━━━━━ GIVEN INFORMATION

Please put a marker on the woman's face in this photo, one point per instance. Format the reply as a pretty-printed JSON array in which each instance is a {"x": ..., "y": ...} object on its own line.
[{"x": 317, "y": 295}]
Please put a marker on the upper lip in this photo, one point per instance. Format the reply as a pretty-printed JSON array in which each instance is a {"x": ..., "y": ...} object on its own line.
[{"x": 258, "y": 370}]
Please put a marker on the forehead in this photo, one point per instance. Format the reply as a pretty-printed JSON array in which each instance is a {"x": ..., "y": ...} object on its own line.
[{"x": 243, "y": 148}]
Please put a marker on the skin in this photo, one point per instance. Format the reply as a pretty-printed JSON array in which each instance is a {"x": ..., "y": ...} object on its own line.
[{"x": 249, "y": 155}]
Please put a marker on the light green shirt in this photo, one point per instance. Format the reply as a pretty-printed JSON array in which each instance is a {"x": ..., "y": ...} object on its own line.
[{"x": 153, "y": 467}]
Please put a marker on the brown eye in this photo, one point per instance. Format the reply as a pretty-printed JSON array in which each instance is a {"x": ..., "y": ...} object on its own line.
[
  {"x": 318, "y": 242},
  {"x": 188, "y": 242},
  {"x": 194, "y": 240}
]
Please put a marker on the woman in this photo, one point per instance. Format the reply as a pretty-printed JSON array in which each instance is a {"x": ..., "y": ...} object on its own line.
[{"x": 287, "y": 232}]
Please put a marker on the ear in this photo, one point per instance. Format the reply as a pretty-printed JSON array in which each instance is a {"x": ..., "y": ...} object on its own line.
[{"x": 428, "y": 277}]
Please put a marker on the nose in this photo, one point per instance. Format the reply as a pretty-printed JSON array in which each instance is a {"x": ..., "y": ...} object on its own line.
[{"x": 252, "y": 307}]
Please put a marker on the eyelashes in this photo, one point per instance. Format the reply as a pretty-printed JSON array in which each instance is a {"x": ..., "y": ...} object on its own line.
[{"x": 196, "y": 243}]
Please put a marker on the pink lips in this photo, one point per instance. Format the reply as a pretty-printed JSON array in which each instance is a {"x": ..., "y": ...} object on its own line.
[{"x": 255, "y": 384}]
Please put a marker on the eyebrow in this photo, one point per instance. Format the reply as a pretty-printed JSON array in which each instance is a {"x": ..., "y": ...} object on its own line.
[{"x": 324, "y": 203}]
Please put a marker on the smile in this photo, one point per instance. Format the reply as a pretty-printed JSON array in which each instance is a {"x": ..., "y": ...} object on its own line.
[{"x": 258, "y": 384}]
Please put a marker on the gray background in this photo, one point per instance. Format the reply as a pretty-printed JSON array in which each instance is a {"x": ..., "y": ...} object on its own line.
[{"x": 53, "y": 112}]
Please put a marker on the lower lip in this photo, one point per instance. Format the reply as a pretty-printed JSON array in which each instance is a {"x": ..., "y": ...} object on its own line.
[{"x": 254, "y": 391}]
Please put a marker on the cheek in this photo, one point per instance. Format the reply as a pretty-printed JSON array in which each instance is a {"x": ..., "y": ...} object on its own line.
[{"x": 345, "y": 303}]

━━━━━━━━━━

YOUR OBJECTIVE:
In the entries above, find the line containing "Please put a marker on the gray". Set down that line and every line after it through the last one, exactly and alone.

FINAL RESULT:
Please put a marker on the gray background in this photo, one point per instance. Format the reply as a pretty-printed JSON array in which each instance is a {"x": ..., "y": ...} object on its own line.
[{"x": 53, "y": 112}]
Please put a marker on the lower lip in this photo, one point per instance. Format the reply as a pretty-printed JSON array in which each instance is a {"x": ..., "y": ...} object on its own line.
[{"x": 254, "y": 391}]
Please put a marker on the cheek in this photo, one point per instance. Format the reply as a pretty-printed JSON array in which each instance is a {"x": ..., "y": ...} object on its own line.
[{"x": 345, "y": 303}]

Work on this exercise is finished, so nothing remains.